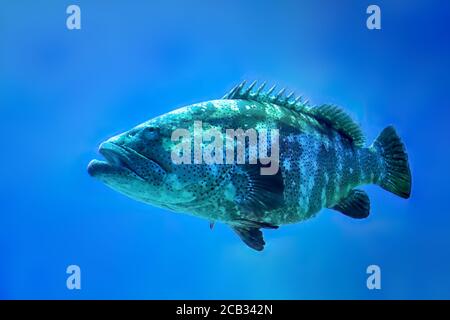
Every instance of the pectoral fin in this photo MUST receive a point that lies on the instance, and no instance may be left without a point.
(355, 205)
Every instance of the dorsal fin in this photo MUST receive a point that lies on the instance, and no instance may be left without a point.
(330, 115)
(339, 120)
(288, 101)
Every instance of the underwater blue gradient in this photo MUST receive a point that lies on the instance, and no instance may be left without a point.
(63, 92)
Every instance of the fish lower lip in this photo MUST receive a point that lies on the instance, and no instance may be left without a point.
(114, 154)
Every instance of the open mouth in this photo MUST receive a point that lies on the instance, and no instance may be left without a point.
····················
** Exercise goal **
Update the records from the line containing "Every instance of the fish" through the end of the records, replacing "open mouth" with "closed mouth" and leaving all other wording unchanged.

** Written response **
Every instance of the fish lower lip in this photo MUST receive a point that lies on the instance, and no instance may be left without a point.
(114, 154)
Every instance of the closed mouth in this photo MUST receive a point that lies on the instance, and no instance may be left without a point.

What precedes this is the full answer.